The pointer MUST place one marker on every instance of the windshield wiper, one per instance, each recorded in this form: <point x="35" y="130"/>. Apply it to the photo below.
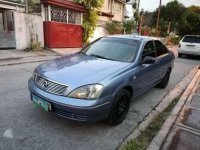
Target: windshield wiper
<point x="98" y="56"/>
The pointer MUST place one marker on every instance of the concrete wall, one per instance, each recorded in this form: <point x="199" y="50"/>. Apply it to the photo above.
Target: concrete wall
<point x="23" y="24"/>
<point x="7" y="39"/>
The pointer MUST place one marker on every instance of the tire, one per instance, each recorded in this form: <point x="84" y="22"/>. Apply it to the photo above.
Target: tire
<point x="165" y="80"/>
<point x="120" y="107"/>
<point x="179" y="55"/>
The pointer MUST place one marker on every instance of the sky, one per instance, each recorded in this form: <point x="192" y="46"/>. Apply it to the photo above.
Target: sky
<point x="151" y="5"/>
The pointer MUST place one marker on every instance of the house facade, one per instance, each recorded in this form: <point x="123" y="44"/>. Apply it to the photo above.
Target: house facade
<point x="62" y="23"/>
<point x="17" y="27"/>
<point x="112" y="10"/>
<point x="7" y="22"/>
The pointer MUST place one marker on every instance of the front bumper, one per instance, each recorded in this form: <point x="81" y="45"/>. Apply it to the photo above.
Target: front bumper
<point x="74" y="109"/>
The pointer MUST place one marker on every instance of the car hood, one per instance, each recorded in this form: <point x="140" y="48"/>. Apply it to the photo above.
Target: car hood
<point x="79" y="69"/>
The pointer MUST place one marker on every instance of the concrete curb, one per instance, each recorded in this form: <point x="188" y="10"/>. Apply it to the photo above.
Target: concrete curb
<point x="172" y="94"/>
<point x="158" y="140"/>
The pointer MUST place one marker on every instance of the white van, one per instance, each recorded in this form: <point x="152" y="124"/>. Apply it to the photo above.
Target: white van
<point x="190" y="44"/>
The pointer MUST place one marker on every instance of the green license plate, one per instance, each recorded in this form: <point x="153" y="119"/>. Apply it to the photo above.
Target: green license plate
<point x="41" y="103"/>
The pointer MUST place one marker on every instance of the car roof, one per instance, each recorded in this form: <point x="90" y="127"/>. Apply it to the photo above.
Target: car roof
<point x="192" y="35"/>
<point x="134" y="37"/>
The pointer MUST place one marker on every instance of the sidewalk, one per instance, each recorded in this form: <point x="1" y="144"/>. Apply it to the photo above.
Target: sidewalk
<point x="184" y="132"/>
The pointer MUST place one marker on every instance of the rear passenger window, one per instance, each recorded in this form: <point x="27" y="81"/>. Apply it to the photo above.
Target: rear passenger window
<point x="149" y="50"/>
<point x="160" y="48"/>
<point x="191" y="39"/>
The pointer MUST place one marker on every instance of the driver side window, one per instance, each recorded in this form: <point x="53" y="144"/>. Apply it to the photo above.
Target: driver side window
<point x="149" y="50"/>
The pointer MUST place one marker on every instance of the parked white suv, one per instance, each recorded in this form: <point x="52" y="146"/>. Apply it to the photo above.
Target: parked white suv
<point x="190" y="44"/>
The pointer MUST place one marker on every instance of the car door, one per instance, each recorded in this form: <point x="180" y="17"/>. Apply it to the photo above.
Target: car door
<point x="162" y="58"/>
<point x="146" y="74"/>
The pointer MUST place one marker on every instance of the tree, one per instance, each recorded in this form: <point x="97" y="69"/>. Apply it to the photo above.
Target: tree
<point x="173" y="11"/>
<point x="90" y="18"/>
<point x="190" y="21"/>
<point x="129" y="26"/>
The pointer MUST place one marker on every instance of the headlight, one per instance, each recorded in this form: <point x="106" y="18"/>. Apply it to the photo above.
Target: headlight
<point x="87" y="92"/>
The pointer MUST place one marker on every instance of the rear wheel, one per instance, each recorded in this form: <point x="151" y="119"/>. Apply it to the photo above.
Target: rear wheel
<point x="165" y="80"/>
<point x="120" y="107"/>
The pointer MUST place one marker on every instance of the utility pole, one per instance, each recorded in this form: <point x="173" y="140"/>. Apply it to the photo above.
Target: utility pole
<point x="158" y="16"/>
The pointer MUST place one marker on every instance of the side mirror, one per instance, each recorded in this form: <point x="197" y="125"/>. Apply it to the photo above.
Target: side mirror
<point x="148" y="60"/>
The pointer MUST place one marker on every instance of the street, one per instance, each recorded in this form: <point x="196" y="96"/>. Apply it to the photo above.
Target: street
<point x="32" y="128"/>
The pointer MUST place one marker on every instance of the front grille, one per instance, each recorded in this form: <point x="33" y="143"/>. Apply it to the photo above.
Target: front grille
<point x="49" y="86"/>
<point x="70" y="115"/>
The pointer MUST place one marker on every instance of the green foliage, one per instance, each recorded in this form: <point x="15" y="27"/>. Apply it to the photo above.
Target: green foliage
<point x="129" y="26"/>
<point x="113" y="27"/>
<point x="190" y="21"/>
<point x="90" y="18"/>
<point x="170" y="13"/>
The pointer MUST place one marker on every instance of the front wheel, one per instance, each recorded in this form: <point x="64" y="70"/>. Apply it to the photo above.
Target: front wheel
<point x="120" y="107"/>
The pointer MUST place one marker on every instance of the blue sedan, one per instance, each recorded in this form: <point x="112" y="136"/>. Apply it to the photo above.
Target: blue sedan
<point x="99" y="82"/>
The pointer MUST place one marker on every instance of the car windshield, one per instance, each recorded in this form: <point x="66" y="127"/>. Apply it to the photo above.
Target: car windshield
————
Task to carry out:
Copy out all of the material above, swapping "marker" for "dot" and leaving every other word unchanged. Omit the pictures.

Written answer:
The pointer MUST place one dot on every instance of the windshield wiper, one per instance, each recorded in this form: <point x="35" y="130"/>. Apply it to the photo below.
Target: windshield wiper
<point x="98" y="56"/>
The pointer MUST place one dot on every instance of the concrete wall, one per instance, each recorded in this form: <point x="199" y="50"/>. Apply it to the photo above.
Target: concrete wall
<point x="23" y="24"/>
<point x="7" y="39"/>
The pointer MUST place one dot on every instance of the tire, one per instance, each recorded in this form: <point x="84" y="22"/>. Apply it to the photo above.
Target: tire
<point x="165" y="80"/>
<point x="120" y="107"/>
<point x="179" y="55"/>
The pointer MUST place one dot on every instance of the sky, one per instance, each recorded in this form: <point x="192" y="46"/>. Apply it to the photo above.
Target: sky
<point x="151" y="5"/>
The pointer MUST place one dot on every instance of the house facade, one per instance, each recorded in this form: <point x="123" y="44"/>. Apply it to the photo above.
Target: house facade
<point x="62" y="23"/>
<point x="17" y="27"/>
<point x="112" y="10"/>
<point x="7" y="22"/>
The pointer MUST place one dot on every instance of the front bumper, one per instance, each recorded in this form: <point x="81" y="45"/>. Apply it to the photo above.
Target: front bumper
<point x="74" y="109"/>
The pointer MUST place one dot on every instance of the car hood, one per instance, each recorded in this form: <point x="140" y="48"/>. Apply it to the photo above.
Target: car hood
<point x="79" y="69"/>
The pointer MUST place one dot on every instance of the concrete curb, one per instance, each recorded in this form: <point x="188" y="10"/>. Apply it to the photo above.
Target: concrete curb
<point x="172" y="94"/>
<point x="158" y="140"/>
The pointer MUST place one dot on every instance of the white van, one per instance, each recorded in this form: <point x="152" y="124"/>. Apply it to the photo above.
Target: white van
<point x="190" y="44"/>
The pointer MUST place one dot on every instance of the green license plate, one per instance, each recorded in this form: <point x="153" y="119"/>. Apply it to the photo above.
Target: green license plate
<point x="41" y="103"/>
The pointer MUST place one dot on every instance of the car roof, one per instance, each recorded in this form: <point x="90" y="127"/>. Apply it to the photo above.
Target: car roof
<point x="192" y="35"/>
<point x="134" y="37"/>
The pointer MUST place one dot on every instance of the sidewalk, one per instance, each recorded in this form: <point x="1" y="144"/>. Apply it to the photo above.
Target: sidewalk
<point x="184" y="132"/>
The pointer MUST place one dot on every instance of the rear passenger window, one per instance, each recorded in this form: <point x="27" y="81"/>. Apply it to the photo above.
Target: rear passenger window
<point x="149" y="50"/>
<point x="160" y="48"/>
<point x="191" y="39"/>
The pointer MUST place one dot on every instance of the driver side window, one per instance, each recorded in this form: <point x="53" y="144"/>. Apply it to the photo above.
Target: driver side window
<point x="149" y="50"/>
The pointer MUST place one dot on every instance of the parked white suv, one per instance, each recorded in this form: <point x="52" y="146"/>. Apply it to the photo above.
Target: parked white suv
<point x="190" y="44"/>
The pointer MUST place one dot on every instance of the car door, one per instance, each recorded in this form: <point x="180" y="17"/>. Apply it to the photo above.
Target: car door
<point x="162" y="58"/>
<point x="146" y="74"/>
The pointer MUST place one dot on every instance of the tree, one per instance, each recorded in this form: <point x="97" y="69"/>. Apply it to the photo above.
Target: tree
<point x="173" y="11"/>
<point x="90" y="18"/>
<point x="190" y="21"/>
<point x="129" y="26"/>
The pointer MUST place one dot on every instance of the headlight, one per instance, each recorded in this form: <point x="106" y="18"/>. Apply it to the photo above.
Target: headlight
<point x="87" y="92"/>
The pointer MUST place one dot on every instance of the rear wheel, one per instance, each recorded in this form: <point x="151" y="119"/>. Apply it to the photo above.
Target: rear wheel
<point x="165" y="80"/>
<point x="120" y="107"/>
The pointer MUST place one dot on every instance of the utility pole, one per instance, each recorded in this form: <point x="173" y="140"/>. Apply it to the photo above.
Target: utility pole
<point x="158" y="16"/>
The pointer MUST place one dot on every instance of the side mirror, one per instance, each recorded in this form: <point x="197" y="125"/>. Apply it to the photo above.
Target: side mirror
<point x="148" y="60"/>
The pointer MUST place one dot on every instance of the street, one per instance, each recorded in this form: <point x="196" y="96"/>. Apply it to the photo above.
Target: street
<point x="32" y="128"/>
The pointer MUST place one dot on every instance of the front grille, one per instance, each recorded in this form: <point x="33" y="143"/>. Apply it to the photo above.
Target: front grille
<point x="49" y="86"/>
<point x="70" y="115"/>
The pointer MUST place one dot on every instance of the green foliage, one per instance, each recorded in this form: <point x="15" y="27"/>. Apply it to the photo above.
Target: green foliage
<point x="129" y="26"/>
<point x="113" y="27"/>
<point x="190" y="21"/>
<point x="90" y="18"/>
<point x="170" y="13"/>
The pointer MUST place one dot on every instance of the front wheel, one per instance, each recorded in this form: <point x="64" y="70"/>. Apply it to the photo above.
Target: front wheel
<point x="120" y="107"/>
The pointer MUST place one dot on every instance of the blue sedan, one per instance, each recorded in this form: <point x="112" y="136"/>. Apply it to the photo above.
Target: blue sedan
<point x="99" y="82"/>
The pointer MUST place one dot on every instance of the car windshield, one per instance, each recorded in this form: <point x="66" y="127"/>. Apply it to the photo above.
Target: car windshield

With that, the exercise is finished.